**Required work**. State how many lines in the records below contain the word "building". Reply with the number alone.

-- Start Given data --

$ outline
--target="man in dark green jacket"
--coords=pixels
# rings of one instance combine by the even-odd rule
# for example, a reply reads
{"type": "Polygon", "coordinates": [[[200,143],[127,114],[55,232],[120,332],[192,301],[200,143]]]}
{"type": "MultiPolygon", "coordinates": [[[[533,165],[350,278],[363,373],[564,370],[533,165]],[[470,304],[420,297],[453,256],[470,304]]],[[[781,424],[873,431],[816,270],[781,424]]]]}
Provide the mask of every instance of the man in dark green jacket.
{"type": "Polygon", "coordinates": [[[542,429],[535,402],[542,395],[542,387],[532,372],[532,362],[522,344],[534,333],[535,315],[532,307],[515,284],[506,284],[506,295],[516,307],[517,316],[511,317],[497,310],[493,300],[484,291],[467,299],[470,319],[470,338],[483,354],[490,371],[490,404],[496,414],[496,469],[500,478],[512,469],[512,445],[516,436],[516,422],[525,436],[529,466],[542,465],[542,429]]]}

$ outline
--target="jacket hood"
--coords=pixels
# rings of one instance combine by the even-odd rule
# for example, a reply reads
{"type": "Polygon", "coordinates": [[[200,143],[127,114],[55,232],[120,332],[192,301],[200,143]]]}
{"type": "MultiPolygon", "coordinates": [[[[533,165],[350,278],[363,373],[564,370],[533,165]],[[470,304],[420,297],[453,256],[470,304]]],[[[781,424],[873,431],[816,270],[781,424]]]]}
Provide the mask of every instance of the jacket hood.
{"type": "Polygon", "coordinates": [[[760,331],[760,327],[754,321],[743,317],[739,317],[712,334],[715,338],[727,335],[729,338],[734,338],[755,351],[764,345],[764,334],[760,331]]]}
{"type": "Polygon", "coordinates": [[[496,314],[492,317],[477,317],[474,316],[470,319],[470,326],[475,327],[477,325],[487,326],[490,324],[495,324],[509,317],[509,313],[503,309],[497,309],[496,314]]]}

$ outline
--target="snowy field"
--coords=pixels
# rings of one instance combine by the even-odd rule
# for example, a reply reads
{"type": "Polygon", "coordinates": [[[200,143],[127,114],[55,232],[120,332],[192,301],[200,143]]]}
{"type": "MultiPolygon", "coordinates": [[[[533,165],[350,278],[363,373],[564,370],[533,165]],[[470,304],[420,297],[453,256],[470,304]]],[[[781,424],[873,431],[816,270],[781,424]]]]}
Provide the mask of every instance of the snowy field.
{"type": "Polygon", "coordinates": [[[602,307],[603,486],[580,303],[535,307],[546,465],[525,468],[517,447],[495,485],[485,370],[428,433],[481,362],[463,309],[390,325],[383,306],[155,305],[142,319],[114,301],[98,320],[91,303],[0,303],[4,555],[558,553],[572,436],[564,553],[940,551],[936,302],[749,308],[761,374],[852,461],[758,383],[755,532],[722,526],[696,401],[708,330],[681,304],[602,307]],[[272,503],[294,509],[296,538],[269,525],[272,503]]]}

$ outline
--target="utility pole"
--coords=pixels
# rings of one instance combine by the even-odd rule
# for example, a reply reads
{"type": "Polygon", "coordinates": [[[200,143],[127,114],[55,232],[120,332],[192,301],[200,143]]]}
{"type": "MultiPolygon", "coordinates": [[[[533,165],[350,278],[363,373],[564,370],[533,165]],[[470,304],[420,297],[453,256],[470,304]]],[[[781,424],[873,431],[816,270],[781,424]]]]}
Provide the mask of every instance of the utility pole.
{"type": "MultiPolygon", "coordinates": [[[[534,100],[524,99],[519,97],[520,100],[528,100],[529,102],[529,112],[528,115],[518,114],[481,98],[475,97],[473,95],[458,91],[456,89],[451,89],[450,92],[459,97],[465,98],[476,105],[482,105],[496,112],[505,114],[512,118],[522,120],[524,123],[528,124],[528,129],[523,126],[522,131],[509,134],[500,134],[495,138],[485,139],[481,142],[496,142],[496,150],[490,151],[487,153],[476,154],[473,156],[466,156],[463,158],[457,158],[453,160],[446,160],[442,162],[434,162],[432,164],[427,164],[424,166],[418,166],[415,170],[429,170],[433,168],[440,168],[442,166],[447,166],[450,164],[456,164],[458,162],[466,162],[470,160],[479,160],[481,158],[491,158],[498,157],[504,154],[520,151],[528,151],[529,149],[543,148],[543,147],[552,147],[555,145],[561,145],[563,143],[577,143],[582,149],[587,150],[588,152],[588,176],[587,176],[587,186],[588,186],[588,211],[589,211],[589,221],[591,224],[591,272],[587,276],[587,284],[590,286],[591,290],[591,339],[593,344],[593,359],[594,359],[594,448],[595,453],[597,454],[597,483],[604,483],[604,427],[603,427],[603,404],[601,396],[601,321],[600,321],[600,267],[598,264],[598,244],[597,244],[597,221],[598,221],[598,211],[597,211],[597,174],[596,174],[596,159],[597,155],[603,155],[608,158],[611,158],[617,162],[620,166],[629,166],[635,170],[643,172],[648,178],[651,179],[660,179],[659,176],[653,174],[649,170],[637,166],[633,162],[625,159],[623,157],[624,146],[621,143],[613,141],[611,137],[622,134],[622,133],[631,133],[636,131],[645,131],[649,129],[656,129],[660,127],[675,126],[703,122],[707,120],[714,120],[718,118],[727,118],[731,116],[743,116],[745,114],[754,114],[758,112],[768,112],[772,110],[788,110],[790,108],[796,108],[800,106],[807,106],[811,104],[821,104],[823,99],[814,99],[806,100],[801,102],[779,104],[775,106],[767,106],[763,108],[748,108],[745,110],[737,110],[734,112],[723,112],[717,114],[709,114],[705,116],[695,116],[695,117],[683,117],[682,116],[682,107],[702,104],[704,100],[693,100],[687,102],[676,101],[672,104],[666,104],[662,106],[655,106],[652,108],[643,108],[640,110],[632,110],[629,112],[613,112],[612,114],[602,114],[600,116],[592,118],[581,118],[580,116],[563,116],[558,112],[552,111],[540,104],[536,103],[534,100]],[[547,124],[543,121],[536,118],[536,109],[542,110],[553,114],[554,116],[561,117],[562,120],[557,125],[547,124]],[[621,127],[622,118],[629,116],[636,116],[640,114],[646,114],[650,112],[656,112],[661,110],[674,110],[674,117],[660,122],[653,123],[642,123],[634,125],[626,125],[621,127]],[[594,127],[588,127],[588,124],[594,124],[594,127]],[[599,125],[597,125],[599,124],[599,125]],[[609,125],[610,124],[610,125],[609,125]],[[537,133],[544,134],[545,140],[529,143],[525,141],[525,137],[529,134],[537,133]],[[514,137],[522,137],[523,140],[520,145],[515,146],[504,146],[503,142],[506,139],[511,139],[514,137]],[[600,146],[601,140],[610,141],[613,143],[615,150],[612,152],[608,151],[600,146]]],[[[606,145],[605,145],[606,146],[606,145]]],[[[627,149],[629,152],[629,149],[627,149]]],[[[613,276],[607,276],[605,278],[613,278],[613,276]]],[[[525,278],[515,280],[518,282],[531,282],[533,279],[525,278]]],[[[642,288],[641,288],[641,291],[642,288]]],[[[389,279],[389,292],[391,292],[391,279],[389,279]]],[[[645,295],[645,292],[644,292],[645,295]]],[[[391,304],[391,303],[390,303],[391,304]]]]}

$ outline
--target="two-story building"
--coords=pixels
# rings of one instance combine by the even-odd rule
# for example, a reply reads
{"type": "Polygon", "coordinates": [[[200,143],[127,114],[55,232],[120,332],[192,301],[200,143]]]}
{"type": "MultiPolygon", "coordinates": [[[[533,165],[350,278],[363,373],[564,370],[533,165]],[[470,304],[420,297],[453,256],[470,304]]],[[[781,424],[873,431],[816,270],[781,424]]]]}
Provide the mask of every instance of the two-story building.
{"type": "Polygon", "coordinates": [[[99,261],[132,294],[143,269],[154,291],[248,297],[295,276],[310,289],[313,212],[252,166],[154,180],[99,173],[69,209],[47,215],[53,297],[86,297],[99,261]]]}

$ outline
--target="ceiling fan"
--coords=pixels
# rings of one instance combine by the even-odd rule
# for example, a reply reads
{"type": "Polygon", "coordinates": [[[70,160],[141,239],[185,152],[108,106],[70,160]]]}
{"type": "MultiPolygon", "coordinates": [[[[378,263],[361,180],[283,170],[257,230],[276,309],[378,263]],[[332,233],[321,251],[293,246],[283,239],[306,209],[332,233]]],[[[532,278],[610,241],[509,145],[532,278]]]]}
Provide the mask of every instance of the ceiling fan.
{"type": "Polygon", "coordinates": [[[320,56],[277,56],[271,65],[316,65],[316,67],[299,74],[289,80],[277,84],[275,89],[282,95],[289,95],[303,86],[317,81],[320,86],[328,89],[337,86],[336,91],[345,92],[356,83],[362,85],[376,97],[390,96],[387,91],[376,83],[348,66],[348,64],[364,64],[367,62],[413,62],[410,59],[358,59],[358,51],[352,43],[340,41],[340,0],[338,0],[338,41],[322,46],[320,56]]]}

-- End Given data --

**Solution to the exercise**. 2